(Rows from a dataset)
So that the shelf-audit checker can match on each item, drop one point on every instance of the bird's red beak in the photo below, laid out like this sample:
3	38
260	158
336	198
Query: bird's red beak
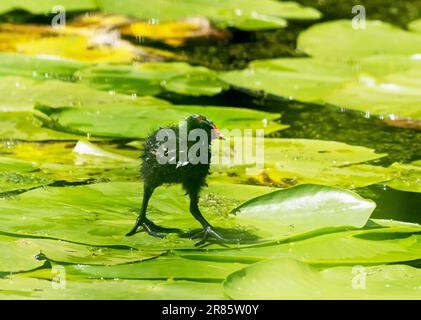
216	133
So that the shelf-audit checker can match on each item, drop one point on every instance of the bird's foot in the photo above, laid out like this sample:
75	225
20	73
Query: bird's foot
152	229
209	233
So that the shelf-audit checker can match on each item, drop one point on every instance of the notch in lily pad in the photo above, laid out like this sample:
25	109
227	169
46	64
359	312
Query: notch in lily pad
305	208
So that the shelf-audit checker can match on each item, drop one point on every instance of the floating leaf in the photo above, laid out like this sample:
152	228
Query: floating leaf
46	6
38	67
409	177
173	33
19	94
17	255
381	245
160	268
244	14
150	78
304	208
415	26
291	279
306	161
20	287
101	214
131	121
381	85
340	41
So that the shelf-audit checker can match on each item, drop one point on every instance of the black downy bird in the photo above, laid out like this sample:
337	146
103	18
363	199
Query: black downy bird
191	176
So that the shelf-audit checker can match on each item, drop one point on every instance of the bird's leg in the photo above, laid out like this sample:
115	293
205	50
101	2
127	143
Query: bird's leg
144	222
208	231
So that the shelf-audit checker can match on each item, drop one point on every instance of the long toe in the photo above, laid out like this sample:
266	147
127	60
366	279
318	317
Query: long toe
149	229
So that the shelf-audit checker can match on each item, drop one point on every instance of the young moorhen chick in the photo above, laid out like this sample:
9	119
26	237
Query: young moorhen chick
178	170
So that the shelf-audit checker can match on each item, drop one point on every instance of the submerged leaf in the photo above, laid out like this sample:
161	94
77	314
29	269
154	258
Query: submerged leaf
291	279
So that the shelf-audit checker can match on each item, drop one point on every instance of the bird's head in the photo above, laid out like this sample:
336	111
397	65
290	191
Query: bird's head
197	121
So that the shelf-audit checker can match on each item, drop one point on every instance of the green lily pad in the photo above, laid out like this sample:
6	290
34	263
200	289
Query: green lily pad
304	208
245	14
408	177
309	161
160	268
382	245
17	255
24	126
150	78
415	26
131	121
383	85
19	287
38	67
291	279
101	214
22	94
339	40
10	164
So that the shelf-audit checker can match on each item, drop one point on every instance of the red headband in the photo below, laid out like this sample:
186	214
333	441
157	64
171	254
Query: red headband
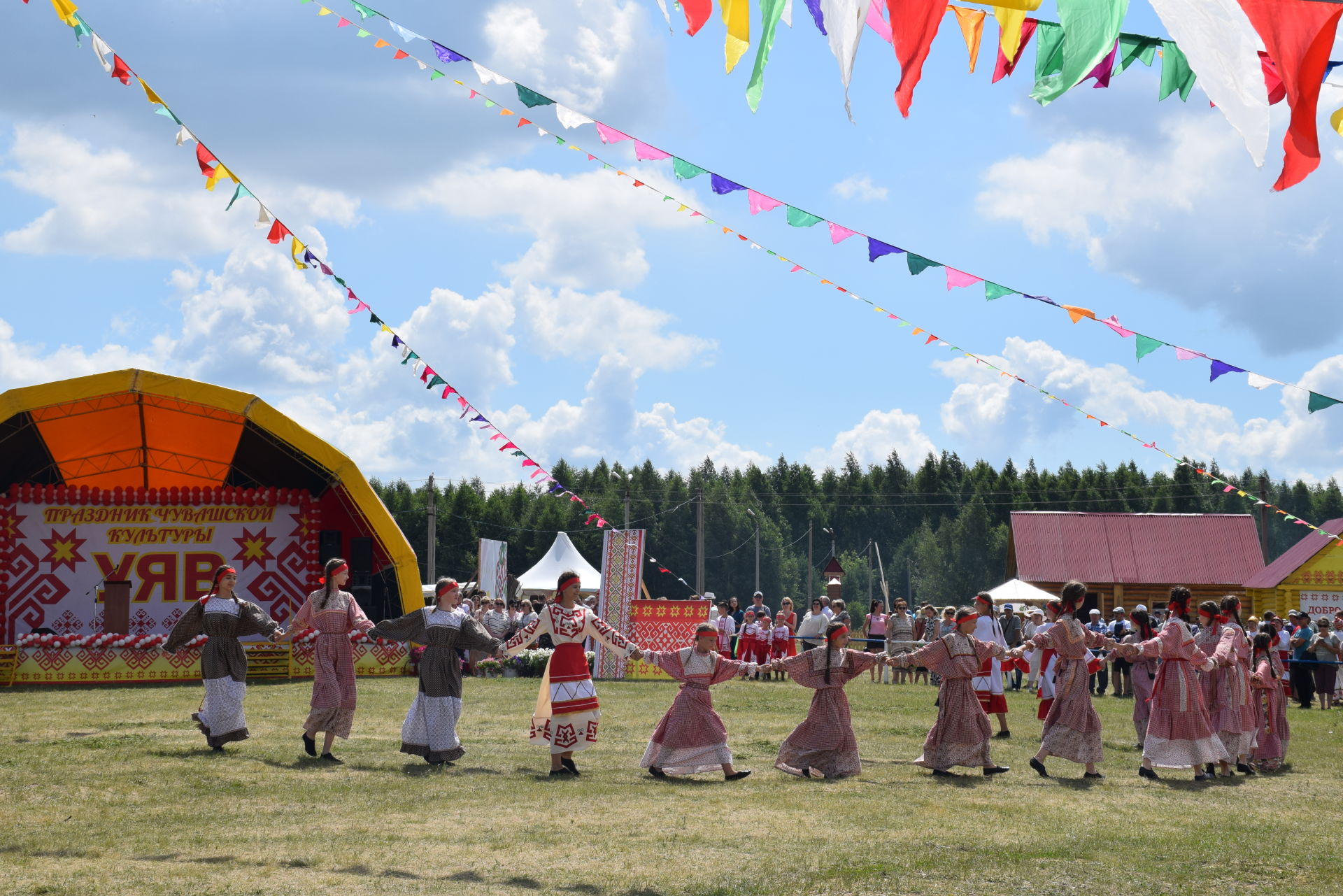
==
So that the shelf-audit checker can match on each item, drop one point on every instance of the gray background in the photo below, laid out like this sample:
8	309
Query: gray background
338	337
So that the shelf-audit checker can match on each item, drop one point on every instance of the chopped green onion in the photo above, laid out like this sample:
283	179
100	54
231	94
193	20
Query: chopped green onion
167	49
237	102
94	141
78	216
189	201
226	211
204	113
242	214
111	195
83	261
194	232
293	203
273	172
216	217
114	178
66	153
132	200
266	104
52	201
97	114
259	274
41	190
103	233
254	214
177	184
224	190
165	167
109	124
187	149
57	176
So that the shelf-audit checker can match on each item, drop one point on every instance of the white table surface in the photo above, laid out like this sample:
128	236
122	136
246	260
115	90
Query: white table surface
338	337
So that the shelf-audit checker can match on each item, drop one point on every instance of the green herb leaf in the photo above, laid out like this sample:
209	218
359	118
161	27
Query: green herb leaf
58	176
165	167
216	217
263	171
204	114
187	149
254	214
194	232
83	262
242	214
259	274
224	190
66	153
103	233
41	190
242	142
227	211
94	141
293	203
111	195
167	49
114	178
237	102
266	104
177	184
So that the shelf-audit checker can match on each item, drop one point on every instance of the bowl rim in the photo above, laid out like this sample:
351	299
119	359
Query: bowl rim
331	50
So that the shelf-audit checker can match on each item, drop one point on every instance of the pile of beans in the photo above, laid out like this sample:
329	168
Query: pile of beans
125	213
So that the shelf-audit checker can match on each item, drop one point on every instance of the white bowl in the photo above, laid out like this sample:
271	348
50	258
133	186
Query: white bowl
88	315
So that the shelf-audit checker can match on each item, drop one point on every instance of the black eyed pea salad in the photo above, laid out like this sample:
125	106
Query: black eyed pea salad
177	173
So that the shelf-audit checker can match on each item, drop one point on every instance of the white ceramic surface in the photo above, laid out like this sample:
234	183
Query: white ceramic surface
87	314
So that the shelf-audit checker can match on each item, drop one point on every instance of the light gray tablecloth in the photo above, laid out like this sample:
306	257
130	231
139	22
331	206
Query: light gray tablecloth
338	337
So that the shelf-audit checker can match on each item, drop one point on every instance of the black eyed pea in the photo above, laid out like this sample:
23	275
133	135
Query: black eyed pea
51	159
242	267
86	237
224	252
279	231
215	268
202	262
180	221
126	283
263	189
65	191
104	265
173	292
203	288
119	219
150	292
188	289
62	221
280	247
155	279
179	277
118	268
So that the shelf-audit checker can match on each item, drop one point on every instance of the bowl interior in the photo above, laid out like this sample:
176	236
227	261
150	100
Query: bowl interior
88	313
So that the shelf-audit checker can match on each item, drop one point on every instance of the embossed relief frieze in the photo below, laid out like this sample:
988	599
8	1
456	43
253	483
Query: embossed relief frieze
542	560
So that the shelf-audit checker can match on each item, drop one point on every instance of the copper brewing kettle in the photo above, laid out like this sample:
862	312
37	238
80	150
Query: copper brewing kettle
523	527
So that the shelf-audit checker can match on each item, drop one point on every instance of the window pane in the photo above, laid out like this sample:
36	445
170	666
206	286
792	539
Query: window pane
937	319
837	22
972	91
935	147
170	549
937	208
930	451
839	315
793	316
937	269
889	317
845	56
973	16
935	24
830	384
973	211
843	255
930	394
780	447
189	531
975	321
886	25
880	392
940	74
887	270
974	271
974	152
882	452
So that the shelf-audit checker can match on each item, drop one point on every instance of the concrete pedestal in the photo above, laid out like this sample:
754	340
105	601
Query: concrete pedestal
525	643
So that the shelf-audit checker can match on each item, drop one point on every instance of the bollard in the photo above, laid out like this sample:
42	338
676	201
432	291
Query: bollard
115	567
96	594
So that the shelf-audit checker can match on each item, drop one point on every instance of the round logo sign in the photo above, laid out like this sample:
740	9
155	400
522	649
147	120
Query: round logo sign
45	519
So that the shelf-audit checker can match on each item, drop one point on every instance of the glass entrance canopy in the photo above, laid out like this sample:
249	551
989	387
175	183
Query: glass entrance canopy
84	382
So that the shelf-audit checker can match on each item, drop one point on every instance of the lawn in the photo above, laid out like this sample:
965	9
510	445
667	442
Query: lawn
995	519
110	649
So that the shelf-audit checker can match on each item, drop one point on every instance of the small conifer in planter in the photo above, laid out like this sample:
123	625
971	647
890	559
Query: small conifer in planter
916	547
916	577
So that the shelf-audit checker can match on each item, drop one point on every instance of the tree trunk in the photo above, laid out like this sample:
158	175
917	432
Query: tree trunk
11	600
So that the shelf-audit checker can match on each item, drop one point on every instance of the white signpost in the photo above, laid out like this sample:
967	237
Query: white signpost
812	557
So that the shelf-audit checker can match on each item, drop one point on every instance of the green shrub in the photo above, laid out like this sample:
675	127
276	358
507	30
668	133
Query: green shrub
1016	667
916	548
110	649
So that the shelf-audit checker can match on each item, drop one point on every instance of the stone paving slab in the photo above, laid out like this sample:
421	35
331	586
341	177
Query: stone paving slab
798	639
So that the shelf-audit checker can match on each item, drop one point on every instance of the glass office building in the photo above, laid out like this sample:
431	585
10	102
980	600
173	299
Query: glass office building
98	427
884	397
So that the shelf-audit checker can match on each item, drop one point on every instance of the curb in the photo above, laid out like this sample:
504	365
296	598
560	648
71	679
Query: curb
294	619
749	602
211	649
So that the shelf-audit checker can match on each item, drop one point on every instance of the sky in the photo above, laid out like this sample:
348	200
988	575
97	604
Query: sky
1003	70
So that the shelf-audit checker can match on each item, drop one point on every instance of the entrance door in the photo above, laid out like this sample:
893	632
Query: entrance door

■ What you will do:
Pull out every line of the listing that contains the word "window".

■ Result of the task:
So that the shelf-audit checker can match on each item, drop one point on every instance of the window pane in the photo above, laid out like this sample:
Query: window pane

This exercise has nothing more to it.